[Work to do] Pick out each line below that contains the word "green" and copy those lines. Case counts.

[Source data]
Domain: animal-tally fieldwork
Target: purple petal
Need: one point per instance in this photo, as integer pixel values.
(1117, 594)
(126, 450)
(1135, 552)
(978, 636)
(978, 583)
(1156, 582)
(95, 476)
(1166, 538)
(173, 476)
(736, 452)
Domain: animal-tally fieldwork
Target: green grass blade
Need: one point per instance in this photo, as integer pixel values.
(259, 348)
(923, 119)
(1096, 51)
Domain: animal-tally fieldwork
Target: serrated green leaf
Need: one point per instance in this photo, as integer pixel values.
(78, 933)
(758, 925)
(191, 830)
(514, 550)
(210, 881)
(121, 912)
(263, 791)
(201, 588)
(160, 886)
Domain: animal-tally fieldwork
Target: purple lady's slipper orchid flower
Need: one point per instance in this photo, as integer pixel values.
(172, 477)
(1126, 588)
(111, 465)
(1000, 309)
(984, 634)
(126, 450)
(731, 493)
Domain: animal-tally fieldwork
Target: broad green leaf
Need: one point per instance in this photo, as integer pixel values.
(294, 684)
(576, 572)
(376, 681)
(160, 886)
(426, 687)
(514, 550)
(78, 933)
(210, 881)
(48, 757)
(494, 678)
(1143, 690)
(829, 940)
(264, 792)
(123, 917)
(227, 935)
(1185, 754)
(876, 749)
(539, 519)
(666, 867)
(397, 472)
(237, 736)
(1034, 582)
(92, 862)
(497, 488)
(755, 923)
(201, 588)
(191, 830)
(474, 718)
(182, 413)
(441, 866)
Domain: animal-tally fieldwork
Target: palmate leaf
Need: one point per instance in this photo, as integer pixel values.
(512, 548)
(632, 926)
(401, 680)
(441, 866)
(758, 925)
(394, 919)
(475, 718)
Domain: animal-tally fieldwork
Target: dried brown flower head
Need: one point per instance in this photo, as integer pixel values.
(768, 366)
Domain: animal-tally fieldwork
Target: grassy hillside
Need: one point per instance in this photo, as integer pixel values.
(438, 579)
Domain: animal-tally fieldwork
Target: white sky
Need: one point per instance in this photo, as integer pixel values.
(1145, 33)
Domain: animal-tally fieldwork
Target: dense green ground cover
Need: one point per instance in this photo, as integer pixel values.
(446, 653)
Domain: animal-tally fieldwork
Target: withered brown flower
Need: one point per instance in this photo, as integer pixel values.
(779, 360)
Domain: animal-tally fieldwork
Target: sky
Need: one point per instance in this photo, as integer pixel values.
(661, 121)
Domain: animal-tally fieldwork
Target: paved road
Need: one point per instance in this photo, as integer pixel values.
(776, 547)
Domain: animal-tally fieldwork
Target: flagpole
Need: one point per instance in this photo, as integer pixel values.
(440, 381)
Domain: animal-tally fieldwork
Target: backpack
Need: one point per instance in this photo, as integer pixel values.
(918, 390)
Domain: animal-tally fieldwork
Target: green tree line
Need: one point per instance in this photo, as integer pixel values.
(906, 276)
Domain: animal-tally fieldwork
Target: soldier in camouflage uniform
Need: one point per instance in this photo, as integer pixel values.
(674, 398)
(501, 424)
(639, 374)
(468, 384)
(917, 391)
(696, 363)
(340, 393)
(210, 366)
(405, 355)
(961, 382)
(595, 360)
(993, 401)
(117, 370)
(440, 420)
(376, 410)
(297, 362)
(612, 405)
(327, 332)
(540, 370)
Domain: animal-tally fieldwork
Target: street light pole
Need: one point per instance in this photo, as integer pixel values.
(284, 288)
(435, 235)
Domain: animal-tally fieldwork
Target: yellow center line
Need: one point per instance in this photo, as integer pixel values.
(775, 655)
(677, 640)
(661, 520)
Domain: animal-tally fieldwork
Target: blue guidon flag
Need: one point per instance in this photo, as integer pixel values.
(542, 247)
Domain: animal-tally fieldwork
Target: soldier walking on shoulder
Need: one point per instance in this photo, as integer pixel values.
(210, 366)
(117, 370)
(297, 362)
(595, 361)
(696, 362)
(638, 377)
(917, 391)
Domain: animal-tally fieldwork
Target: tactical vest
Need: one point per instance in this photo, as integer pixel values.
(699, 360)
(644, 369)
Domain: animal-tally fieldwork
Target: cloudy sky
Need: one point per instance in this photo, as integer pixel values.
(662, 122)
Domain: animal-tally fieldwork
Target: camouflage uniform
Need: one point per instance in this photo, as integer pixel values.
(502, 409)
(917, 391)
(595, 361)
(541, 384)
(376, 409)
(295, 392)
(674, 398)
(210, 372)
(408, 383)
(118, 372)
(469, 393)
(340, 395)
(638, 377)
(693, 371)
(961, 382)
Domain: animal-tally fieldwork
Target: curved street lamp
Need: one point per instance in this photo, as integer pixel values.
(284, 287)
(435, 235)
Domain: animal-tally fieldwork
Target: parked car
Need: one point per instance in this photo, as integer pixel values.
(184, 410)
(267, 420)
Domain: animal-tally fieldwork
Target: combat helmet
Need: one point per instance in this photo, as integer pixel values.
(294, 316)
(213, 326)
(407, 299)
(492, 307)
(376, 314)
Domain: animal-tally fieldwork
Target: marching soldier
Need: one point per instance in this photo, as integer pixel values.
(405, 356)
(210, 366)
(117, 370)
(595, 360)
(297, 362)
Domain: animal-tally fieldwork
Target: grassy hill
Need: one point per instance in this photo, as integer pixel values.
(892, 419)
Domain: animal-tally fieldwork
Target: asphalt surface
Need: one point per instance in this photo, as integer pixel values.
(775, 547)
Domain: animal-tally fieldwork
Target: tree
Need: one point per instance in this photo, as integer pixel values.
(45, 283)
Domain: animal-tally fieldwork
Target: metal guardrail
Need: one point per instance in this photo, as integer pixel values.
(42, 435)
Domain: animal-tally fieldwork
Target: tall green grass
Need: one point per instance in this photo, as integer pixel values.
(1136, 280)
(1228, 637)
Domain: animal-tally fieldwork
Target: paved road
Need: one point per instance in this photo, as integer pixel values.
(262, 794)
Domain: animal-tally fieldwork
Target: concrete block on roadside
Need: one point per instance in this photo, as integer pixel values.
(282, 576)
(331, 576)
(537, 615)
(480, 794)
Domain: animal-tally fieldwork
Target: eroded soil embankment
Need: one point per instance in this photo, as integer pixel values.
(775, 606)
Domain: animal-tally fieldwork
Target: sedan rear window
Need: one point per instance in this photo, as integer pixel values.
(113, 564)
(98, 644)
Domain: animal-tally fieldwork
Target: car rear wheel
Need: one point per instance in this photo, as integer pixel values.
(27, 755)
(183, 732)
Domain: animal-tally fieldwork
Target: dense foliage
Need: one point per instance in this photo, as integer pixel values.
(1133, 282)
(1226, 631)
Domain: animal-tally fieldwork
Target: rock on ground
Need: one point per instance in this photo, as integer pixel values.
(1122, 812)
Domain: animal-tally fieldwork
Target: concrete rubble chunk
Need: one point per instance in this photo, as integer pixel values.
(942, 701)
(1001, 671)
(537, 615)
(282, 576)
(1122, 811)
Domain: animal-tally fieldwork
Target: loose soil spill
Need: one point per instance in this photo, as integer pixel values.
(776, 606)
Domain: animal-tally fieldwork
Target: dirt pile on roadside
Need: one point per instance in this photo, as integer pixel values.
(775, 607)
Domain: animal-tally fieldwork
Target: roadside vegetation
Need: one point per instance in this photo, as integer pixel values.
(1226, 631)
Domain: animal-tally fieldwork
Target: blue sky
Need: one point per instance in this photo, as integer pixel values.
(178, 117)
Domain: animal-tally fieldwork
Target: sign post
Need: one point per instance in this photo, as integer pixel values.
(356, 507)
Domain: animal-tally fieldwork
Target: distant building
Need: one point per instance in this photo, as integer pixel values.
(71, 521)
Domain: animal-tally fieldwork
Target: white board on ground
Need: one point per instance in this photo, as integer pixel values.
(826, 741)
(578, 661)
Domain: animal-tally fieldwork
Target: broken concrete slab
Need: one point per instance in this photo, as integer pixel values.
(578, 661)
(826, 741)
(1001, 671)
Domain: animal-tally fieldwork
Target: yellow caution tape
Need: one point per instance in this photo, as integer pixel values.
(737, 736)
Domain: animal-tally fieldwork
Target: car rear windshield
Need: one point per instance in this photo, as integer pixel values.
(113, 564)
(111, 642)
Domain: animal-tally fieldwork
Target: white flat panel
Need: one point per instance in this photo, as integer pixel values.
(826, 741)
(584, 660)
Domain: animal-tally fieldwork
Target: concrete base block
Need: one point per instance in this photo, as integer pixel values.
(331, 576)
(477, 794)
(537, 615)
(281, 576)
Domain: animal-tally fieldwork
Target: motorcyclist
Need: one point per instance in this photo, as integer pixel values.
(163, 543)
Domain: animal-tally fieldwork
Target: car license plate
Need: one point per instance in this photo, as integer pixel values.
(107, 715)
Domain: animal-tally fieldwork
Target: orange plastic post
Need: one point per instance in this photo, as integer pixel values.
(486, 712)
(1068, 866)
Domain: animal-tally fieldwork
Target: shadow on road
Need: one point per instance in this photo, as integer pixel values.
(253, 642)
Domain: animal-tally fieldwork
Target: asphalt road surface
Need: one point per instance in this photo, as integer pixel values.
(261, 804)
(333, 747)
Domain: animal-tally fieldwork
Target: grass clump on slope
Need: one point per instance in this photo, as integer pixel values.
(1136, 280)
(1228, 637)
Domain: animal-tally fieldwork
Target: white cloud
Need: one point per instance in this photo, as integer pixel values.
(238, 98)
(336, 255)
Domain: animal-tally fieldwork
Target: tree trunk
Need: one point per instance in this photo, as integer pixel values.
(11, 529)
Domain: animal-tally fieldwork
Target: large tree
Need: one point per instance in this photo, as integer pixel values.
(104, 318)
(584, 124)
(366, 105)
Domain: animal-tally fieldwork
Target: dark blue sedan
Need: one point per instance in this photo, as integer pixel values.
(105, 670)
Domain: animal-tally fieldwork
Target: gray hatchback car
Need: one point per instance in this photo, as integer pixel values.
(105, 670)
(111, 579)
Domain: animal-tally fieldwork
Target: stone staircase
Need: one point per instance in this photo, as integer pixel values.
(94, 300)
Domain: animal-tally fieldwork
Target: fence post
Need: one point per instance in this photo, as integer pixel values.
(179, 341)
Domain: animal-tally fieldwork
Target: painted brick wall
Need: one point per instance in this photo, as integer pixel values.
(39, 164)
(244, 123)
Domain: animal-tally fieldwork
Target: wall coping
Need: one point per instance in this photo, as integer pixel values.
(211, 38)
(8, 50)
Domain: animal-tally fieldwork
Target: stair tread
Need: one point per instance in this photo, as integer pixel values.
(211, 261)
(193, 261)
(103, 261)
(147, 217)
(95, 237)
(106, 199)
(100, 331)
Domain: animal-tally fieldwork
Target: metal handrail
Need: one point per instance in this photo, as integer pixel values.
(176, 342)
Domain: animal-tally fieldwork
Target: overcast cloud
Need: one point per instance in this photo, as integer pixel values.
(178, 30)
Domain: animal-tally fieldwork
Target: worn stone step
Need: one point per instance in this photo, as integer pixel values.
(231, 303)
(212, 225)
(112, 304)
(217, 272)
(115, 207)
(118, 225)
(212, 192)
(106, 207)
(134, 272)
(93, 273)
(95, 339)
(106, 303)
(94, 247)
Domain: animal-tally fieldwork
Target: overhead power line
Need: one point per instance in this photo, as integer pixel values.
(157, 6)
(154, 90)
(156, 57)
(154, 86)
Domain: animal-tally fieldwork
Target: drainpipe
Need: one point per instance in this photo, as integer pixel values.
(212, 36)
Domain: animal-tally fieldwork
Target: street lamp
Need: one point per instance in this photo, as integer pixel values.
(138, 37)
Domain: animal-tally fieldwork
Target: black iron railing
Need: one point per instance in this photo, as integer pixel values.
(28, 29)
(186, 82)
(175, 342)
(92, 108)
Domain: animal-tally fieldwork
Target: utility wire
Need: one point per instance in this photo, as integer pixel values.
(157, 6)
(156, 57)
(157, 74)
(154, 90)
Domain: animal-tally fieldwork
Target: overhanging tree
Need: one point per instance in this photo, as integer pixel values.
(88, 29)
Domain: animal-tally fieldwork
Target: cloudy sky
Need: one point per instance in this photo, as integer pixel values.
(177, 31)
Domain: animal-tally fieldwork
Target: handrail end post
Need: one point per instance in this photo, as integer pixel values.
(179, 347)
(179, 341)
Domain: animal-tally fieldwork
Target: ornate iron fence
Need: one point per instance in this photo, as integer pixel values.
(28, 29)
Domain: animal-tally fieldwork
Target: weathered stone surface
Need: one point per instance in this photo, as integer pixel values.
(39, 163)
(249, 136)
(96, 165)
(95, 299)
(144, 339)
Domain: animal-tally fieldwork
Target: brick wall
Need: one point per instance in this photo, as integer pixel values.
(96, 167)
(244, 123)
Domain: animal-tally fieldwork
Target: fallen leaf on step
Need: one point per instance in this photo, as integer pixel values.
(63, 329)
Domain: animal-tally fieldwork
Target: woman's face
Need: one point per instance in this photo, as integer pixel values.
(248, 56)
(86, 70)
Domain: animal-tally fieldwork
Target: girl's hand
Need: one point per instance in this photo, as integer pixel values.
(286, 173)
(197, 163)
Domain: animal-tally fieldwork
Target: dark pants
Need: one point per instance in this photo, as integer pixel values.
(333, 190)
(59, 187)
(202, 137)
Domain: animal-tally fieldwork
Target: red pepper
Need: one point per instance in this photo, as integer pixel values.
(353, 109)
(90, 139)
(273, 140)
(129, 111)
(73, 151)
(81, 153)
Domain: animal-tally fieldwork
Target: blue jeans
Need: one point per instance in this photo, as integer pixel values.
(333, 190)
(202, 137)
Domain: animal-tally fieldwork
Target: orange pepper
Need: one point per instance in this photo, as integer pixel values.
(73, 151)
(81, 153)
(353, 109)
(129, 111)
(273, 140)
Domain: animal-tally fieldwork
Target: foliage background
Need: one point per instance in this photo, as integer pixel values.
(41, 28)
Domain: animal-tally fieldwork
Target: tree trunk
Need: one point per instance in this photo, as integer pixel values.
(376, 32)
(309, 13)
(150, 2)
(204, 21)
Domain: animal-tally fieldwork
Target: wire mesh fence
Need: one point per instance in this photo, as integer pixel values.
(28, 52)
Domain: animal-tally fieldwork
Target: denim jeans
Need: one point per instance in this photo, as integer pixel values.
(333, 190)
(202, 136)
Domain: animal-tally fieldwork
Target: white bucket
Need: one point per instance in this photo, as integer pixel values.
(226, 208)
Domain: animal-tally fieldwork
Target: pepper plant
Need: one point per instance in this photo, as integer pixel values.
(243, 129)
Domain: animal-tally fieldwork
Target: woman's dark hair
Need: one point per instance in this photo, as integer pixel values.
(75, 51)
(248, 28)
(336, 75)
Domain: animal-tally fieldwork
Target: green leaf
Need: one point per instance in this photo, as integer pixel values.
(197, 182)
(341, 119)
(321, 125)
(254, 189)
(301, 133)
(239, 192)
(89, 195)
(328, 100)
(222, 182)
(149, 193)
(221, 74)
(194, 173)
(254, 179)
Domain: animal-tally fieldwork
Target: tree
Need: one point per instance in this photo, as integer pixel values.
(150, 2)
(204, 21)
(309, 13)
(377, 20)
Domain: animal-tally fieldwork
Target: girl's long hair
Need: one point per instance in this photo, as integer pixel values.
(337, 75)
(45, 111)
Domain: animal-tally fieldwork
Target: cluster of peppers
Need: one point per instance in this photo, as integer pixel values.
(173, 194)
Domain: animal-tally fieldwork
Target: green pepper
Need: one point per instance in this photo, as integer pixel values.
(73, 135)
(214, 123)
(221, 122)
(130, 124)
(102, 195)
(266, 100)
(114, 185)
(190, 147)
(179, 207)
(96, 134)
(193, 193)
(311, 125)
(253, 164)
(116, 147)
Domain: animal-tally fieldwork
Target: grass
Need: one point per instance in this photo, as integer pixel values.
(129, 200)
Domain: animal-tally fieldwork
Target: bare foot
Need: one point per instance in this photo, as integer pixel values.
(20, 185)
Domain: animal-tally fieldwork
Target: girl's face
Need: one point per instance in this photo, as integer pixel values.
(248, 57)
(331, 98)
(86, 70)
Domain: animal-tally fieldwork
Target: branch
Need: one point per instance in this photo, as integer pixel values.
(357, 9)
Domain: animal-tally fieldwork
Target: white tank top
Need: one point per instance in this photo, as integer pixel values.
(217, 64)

[Answer to the task]
Target: green grass blade
Target: serrated green leaf
Target: broad green leaf
Target: dense green ground cover
Target: green tree line
Target: tall green grass
Target: green leaf
Target: green pepper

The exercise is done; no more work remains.